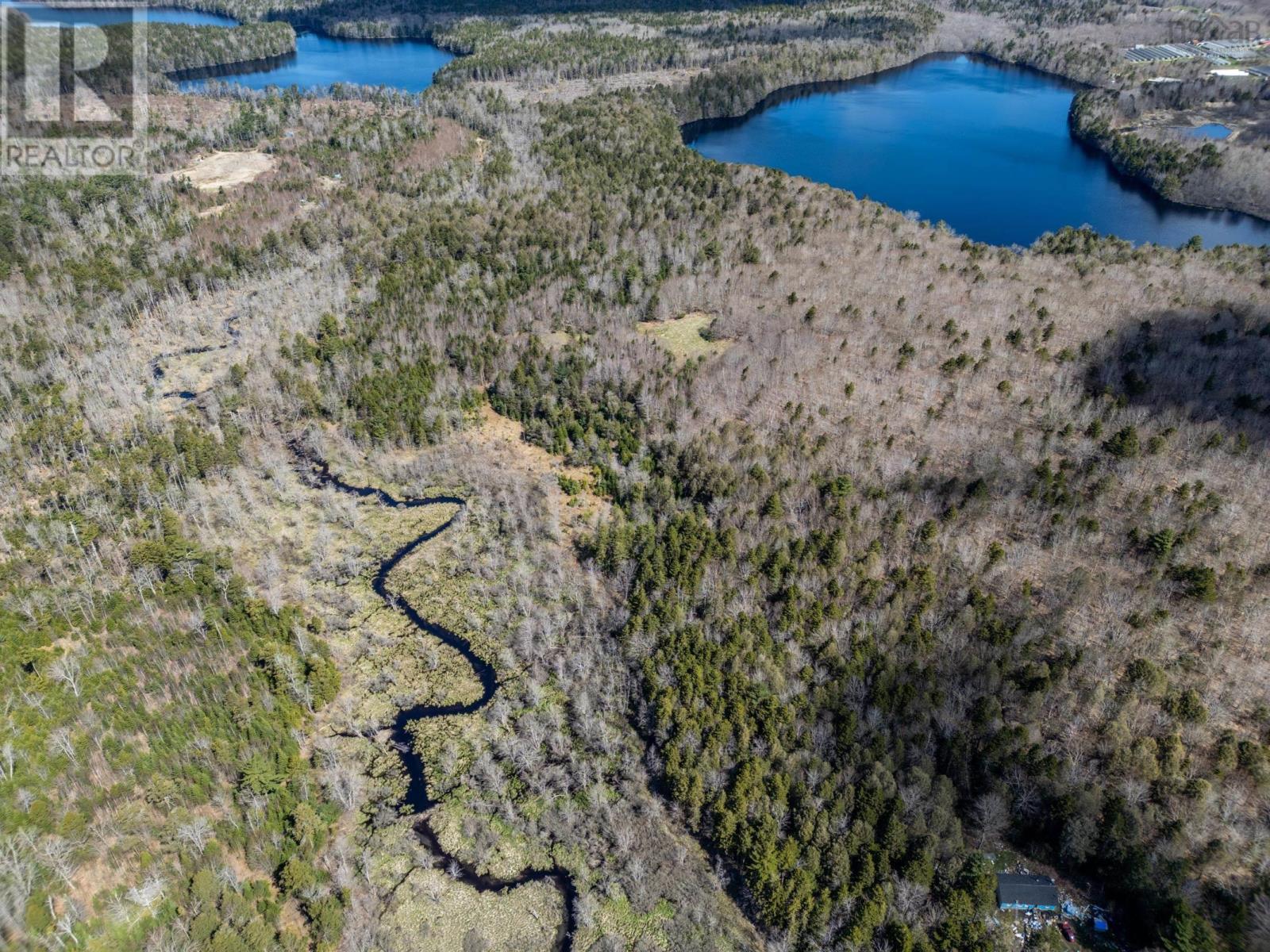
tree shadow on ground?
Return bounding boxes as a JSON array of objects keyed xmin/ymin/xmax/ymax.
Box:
[{"xmin": 1090, "ymin": 307, "xmax": 1270, "ymax": 443}]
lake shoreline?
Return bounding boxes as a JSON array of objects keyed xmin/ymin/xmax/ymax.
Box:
[
  {"xmin": 677, "ymin": 48, "xmax": 1270, "ymax": 231},
  {"xmin": 679, "ymin": 51, "xmax": 1270, "ymax": 248}
]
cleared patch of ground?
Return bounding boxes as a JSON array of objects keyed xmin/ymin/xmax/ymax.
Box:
[
  {"xmin": 159, "ymin": 150, "xmax": 277, "ymax": 192},
  {"xmin": 639, "ymin": 311, "xmax": 729, "ymax": 360},
  {"xmin": 464, "ymin": 405, "xmax": 608, "ymax": 537}
]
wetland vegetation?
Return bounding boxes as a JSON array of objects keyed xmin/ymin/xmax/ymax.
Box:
[{"xmin": 0, "ymin": 0, "xmax": 1270, "ymax": 952}]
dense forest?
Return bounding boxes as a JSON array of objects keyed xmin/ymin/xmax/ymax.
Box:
[{"xmin": 0, "ymin": 2, "xmax": 1270, "ymax": 952}]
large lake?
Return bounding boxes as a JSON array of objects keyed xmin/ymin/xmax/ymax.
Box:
[
  {"xmin": 684, "ymin": 56, "xmax": 1270, "ymax": 246},
  {"xmin": 178, "ymin": 33, "xmax": 455, "ymax": 93}
]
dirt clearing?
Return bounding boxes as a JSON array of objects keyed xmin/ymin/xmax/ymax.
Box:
[{"xmin": 159, "ymin": 150, "xmax": 278, "ymax": 192}]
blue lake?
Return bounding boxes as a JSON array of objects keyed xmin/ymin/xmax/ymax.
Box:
[
  {"xmin": 178, "ymin": 33, "xmax": 455, "ymax": 93},
  {"xmin": 1186, "ymin": 122, "xmax": 1230, "ymax": 138},
  {"xmin": 684, "ymin": 56, "xmax": 1270, "ymax": 248},
  {"xmin": 2, "ymin": 4, "xmax": 237, "ymax": 27}
]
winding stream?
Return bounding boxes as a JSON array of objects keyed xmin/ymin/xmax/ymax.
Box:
[
  {"xmin": 291, "ymin": 444, "xmax": 578, "ymax": 952},
  {"xmin": 148, "ymin": 327, "xmax": 578, "ymax": 952}
]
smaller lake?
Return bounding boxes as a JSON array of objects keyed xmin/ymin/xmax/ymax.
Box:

-=-=-=-=-

▸ Aim: Copy the listing from the line containing "smaller lake?" through the end, changing "smaller lake" to "small pond" and leaving everything else as it is.

▸ Result:
small pond?
Return bounding boxes as a JSON array of objects keyed xmin/ymin/xmax/ymax.
Box:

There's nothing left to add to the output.